#### EXERCISE INSTRUCTIONS
Gather each line of the rows below that contains the string "negative", and copy those lines.

____ PROVIDED INFORMATION

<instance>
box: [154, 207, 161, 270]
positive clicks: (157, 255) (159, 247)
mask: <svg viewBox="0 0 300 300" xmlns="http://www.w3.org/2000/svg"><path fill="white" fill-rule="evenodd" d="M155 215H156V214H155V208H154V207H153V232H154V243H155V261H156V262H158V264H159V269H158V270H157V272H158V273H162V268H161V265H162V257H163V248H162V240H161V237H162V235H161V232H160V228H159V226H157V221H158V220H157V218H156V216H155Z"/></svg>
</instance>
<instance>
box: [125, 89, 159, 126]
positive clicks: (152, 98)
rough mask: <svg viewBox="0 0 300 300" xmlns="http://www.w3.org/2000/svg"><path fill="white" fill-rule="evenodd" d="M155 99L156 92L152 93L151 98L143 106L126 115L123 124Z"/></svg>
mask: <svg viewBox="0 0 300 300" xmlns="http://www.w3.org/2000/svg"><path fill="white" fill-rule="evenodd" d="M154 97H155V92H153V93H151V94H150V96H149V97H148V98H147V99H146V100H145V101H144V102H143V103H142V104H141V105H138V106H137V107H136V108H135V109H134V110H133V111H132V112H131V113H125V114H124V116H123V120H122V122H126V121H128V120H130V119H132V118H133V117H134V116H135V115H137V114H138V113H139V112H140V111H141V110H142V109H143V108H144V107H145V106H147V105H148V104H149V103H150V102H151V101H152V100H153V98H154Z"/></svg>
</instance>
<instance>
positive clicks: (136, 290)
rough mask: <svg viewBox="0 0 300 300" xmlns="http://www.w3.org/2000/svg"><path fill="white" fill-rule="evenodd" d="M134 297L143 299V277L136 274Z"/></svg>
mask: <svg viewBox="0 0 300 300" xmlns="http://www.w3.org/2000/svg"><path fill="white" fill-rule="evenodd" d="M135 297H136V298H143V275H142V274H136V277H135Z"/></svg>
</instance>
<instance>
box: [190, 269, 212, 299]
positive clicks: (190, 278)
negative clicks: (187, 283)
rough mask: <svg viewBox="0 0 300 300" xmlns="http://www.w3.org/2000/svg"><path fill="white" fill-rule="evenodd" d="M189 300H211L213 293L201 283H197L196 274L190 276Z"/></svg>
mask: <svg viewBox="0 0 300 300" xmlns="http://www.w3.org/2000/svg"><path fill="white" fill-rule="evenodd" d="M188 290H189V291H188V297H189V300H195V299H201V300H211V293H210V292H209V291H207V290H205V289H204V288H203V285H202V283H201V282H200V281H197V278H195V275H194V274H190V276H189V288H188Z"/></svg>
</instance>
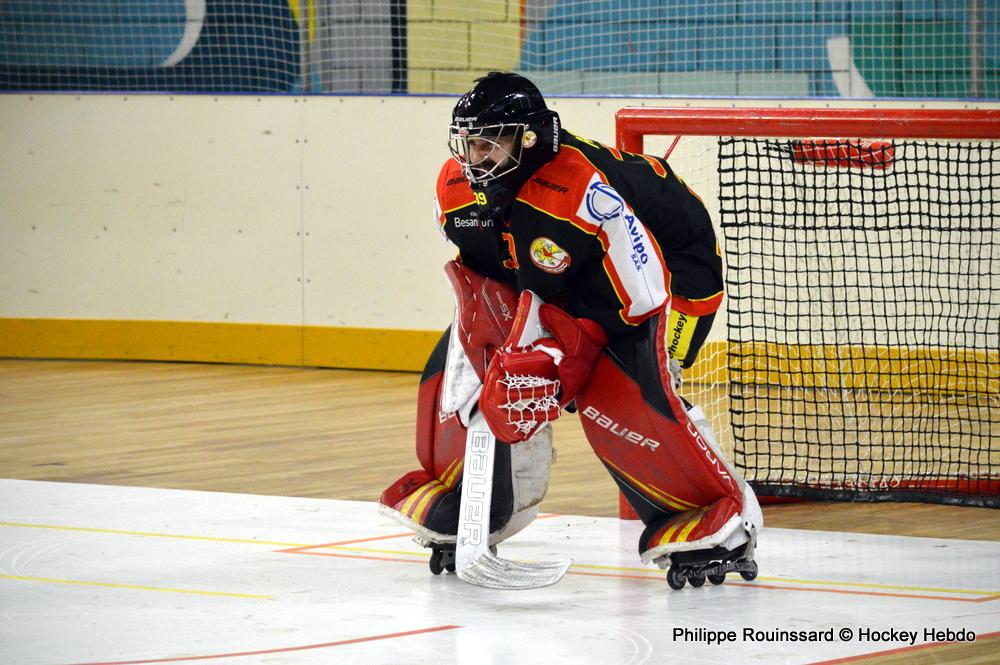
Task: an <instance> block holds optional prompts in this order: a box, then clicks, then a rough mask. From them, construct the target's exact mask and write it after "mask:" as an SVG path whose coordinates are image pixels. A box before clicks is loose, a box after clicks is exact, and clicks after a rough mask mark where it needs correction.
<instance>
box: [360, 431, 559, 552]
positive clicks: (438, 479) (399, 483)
mask: <svg viewBox="0 0 1000 665" xmlns="http://www.w3.org/2000/svg"><path fill="white" fill-rule="evenodd" d="M453 420H457V419H454V418H453ZM459 425H460V424H459ZM462 429H463V430H464V427H463V428H462ZM463 441H464V438H463ZM552 455H553V453H552V430H551V428H549V427H546V428H544V429H543V430H541V431H540V432H538V433H537V434H536V435H535V436H533V437H532V438H530V439H528V440H527V441H525V442H523V443H521V444H519V445H517V446H508V445H504V444H499V445H497V447H496V453H495V458H494V462H493V495H492V501H491V504H490V538H489V543H490V545H495V544H497V543H499V542H501V541H503V540H505V539H507V538H509V537H510V536H512V535H514V534H515V533H517V532H518V531H520V530H522V529H524V528H525V527H526V526H528V524H530V523H531V521H532V520H533V519H534V518H535V516H536V515H537V514H538V505H539V504H540V503H541V501H542V499H543V498H544V497H545V493H546V491H547V490H548V483H549V470H550V467H551V463H552ZM462 467H463V459H462V457H458V458H457V459H456V460H453V462H452V463H451V464H449V465H448V466H447V467H446V473H445V474H442V476H435V475H432V474H430V473H428V472H427V471H426V470H425V469H420V470H417V471H411V472H410V473H407V474H405V475H404V476H402V477H401V478H399V479H398V480H397V481H396V482H394V483H393V484H392V485H390V486H389V488H388V489H386V490H385V492H383V493H382V497H381V498H380V500H379V504H380V506H379V509H380V511H381V512H382V513H383V514H385V515H388V516H390V517H392V518H393V519H395V520H397V521H398V522H400V523H402V524H403V525H405V526H407V527H409V528H410V529H412V530H413V531H414V532H415V533H416V534H417V536H418V537H419V539H420V540H421V541H423V542H424V543H425V544H430V543H434V544H448V543H454V542H455V540H456V538H455V535H456V532H457V531H458V522H459V508H460V506H461V494H462V470H463V468H462Z"/></svg>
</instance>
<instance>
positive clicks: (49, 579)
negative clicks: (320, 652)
mask: <svg viewBox="0 0 1000 665" xmlns="http://www.w3.org/2000/svg"><path fill="white" fill-rule="evenodd" d="M0 579H3V580H17V581H19V582H46V583H49V584H73V585H76V586H99V587H106V588H110V589H129V590H132V591H158V592H160V593H187V594H195V595H199V596H223V597H227V598H250V599H254V600H274V596H261V595H259V594H254V593H229V592H227V591H201V590H199V589H174V588H170V587H154V586H144V585H140V584H119V583H116V582H91V581H87V580H60V579H55V578H51V577H28V576H26V575H0Z"/></svg>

________

#### SOLUTION TO THIS EXERCISE
negative clicks: (187, 283)
negative clicks: (320, 652)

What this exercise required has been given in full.